Intel issued its Q109 financial results last night, including an unprecedented quarterly revenue decline of 26% against Q108. I’ve been tracking their revenues by quarter since the beginning of 2003 and Q408 was the only other quarter in which they posted a decline of more than 20%. While steering clear of a ‘revenue outlook’ Intel says that for ‘internal purposes, the company is currently planning for revenue approximately flat to the first quarter’ (ibid) – so revenues in Q209 will probably also decline by more than 20%.
You’ve got to admire CEO Otilleni’s optimism therefore when he indicated that he feels PC sales ‘bottomed out during the first quarter and that the industry is returning to normal seasonal patterns’ (ibid). I beg to differ. Although Intel should have far better intelligence than me, the signs are that we are just entering a sustained decline in the PC market, which will last many quarters.

Evidence Of PC Supplier Downturn
My evidence comes from the reported financial results of key players over the last few quarters (and all of these converted to $US at the appropriate quarter rate – for those of you that read my last blog). In particular:
- PC Chip Makers – Intel is doing badly but AMD is currently doing worse – having suffered a 35% decline in revenues in Q408. It is vitally important for users to retain at least two players in the microprocessor area. AMD has been a constant thorn in Intel’s side over recent years and I’m sure we have better (and cheaper) PCs as a result.

— DATA SEGMENT —
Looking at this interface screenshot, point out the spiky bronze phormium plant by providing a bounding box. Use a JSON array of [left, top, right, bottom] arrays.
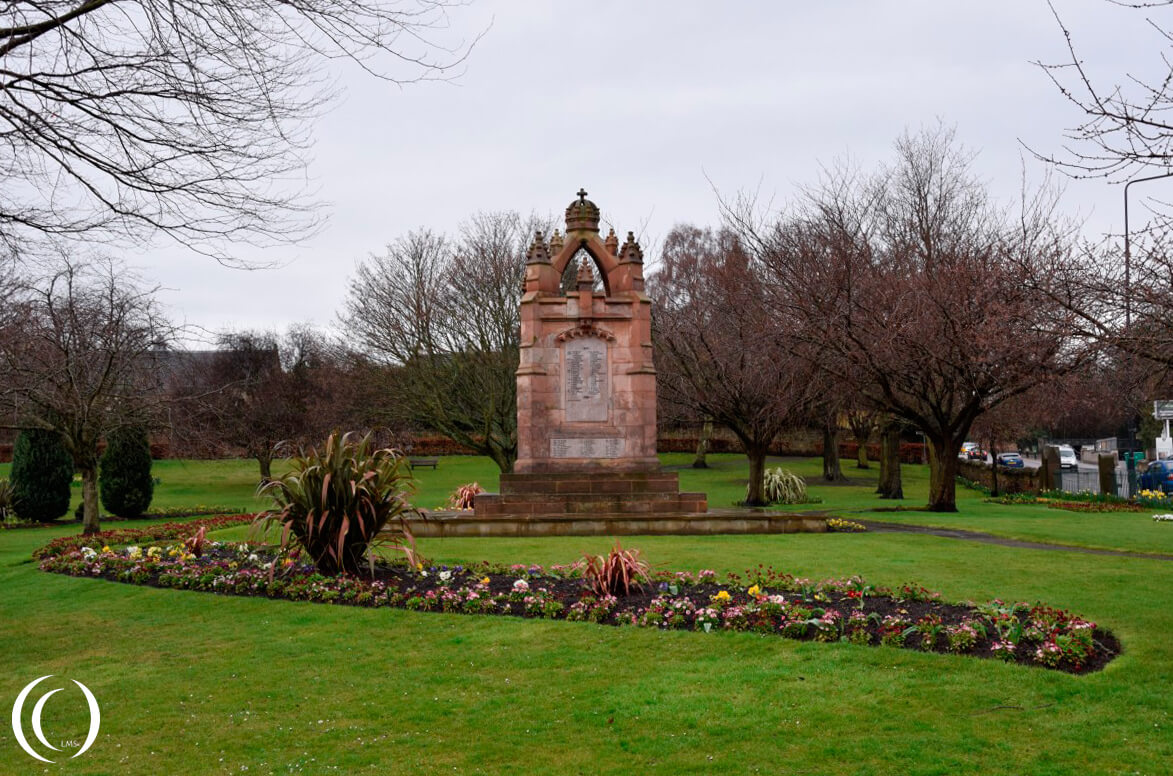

— TASK REQUIREMENTS —
a. Summarize the post on Intel's first-quarter 2009 results in two sentences.
b. Answer these questions from the post on Intel's first-quarter 2009 results.
(i) By what percentage did Intel's Q109 revenue decline against Q108?
(ii) Since when has the writer been tracking Intel's revenues by quarter?
(iii) What revenue decline did AMD suffer in Q408?
c. Decide whether each statement agrees with the post on Intel's first-quarter 2009 results. Answer yes or no and quote the words that settle it.
(i) Intel gave a formal revenue outlook for the coming quarter.
(ii) The writer agrees that PC sales bottomed out during the first quarter.
(iii) The financial results the writer cites were converted to US dollars at the appropriate quarter rate.

— TASK SOLUTIONS —
a. Intel reported a 26% drop in quarterly revenue against Q108, and its internal plan of roughly flat revenue suggests Q209 will also fall by more than 20%. Intel's CEO believes PC sales bottomed out in the first quarter, but the writer disagrees and expects a sustained PC market decline lasting many quarters, noting that AMD is doing even worse after a 35% revenue decline in Q408.

b.
(i) 26%
(ii) Since the beginning of 2003
(iii) 35%

c.
(i) No: "While steering clear of a ‘revenue outlook’"
(ii) No: "I beg to differ."
(iii) Yes: "all of these converted to $US at the appropriate quarter rate"